INPUT FOR THIS TASK =>
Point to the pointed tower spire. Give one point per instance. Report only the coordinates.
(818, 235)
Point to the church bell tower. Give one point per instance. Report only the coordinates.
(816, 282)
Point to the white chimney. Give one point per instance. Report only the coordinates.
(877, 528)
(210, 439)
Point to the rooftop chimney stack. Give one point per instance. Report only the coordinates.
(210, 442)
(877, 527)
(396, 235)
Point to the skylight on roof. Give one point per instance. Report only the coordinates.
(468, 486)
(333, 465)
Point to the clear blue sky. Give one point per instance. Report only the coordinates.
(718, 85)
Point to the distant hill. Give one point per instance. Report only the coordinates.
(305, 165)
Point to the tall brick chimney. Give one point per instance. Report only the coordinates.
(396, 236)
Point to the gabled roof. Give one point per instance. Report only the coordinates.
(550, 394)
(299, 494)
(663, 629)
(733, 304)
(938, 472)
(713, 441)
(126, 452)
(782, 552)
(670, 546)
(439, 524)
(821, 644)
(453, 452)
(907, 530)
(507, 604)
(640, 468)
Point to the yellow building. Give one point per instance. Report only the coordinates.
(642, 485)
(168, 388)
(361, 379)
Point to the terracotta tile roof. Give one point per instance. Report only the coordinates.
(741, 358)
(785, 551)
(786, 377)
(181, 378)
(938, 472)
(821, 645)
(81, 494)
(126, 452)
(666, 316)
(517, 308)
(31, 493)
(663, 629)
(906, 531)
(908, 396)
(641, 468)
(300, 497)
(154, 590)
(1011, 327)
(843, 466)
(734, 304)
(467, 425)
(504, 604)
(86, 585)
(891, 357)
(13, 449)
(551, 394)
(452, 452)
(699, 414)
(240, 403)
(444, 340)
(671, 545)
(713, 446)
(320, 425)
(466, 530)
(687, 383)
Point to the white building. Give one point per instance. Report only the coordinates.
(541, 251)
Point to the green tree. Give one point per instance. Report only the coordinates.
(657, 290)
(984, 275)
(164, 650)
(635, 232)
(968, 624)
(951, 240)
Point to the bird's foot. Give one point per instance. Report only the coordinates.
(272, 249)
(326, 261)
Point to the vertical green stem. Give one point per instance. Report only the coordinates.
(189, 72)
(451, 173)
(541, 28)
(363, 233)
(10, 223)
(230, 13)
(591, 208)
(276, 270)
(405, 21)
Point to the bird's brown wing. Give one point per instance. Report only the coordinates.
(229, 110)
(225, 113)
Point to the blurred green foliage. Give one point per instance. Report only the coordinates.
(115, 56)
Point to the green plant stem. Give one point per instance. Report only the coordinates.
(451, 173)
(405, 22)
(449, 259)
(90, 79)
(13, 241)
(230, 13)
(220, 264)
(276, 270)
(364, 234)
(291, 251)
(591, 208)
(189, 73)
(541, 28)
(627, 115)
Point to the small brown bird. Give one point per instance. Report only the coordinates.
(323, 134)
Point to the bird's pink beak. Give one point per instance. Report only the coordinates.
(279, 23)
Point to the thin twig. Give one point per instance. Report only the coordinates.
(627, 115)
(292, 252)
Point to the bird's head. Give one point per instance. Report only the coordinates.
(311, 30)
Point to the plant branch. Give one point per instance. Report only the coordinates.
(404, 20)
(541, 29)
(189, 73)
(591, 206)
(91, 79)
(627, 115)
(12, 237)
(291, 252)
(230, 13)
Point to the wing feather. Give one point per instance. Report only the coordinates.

WHAT IS BEING ASKED =>
Only the lines from the one with "Point to the bird's foot." through the final line above should be repeated, each exactly as written.

SOLUTION TO THIS EXERCISE =>
Point to the bird's foot. Give one point per instance. Report only the coordinates.
(272, 249)
(326, 261)
Point to the vertical green stem. Give one point per instance. Report only the coordinates.
(189, 72)
(451, 173)
(541, 28)
(363, 233)
(10, 223)
(230, 13)
(591, 208)
(276, 270)
(405, 21)
Point to the bird's brown wing. Give one point per instance. Report only the coordinates.
(229, 110)
(225, 113)
Point to the blurred green foliage. Give one point per instance. Report only the coordinates.
(115, 56)
Point to the green plant stem. Give one point per instance. Report only the coordinates.
(451, 173)
(405, 22)
(449, 259)
(90, 79)
(13, 241)
(230, 13)
(220, 264)
(276, 270)
(364, 234)
(291, 251)
(591, 208)
(189, 73)
(541, 28)
(627, 115)
Point to the small brown bird. Give one point per instance. Report only the coordinates.
(323, 134)
Point to the bird's pink beak. Give one point per instance. Report only the coordinates.
(279, 23)
Point to the thin twig. Give one point per instance. Report only the coordinates.
(627, 115)
(292, 252)
Point to the bird's head. Give one point per instance. Report only the coordinates.
(311, 30)
Point to the plant branch. Give one point per instance. Report only the coordinates.
(404, 20)
(541, 29)
(189, 73)
(591, 206)
(91, 79)
(627, 115)
(12, 237)
(291, 252)
(230, 13)
Point to the wing feather. Give one point per instance. Report only the coordinates.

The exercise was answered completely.